## SHORT PROBLEM
Rewrite the data from the line that contains "Thank you for the photo. Could you tag the white fence" through the end of the data, replacing every "Target" with "Label" and leaving all else unchanged. Give only those lines.

>> start GIVEN RECORDS

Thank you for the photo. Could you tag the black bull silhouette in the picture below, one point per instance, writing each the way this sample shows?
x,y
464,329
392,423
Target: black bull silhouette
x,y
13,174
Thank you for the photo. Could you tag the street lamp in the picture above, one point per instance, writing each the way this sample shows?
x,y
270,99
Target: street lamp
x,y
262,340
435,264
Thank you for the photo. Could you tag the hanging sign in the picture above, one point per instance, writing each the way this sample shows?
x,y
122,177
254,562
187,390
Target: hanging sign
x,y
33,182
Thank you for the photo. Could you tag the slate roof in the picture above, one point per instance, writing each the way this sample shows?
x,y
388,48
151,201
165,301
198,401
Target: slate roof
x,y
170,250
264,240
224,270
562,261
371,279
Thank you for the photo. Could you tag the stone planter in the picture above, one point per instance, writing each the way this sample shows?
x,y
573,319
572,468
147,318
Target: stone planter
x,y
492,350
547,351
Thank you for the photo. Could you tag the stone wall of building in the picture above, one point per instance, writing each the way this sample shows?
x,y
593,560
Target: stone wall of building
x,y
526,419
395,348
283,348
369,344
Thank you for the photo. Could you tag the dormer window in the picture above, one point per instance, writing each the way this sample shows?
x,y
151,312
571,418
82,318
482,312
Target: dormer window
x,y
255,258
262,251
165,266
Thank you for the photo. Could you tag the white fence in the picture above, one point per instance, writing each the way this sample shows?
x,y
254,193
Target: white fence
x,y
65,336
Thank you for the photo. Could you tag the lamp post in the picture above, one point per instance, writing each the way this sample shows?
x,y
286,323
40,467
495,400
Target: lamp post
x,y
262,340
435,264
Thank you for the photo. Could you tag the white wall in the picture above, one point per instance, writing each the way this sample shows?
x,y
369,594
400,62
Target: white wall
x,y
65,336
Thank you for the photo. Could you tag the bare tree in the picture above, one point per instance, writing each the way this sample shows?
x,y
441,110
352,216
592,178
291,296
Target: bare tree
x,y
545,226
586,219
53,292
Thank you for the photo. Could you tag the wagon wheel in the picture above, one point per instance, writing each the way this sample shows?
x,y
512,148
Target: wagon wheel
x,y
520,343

>> end GIVEN RECORDS

## EXERCISE RESPONSE
Thank you for the photo. Could you tag the white fence in the picture above, one point per instance, writing each the way this sample shows?
x,y
254,193
Label: white fence
x,y
65,336
Thank you for the photo. Could you tag the lamp post in the picture above, one point per instance, writing each the way this sample shows?
x,y
286,323
40,467
495,400
Label: lamp post
x,y
262,340
435,264
Thank you for the photo. Could you tag the white wall in the picture above, one point per instance, writing each the way this sample shows?
x,y
369,594
400,62
Label: white wall
x,y
65,336
Thank you for the photo. Could you tag the bare tree in the picture above, one point per instance, writing each the way this sample shows?
x,y
441,110
352,216
592,178
291,296
Label: bare tree
x,y
545,226
586,219
53,292
Thank you for the photo. Could you tag the wagon wheel in the picture above, one point per instance, writing each the way this sample shows?
x,y
512,148
Label: wagon wheel
x,y
520,343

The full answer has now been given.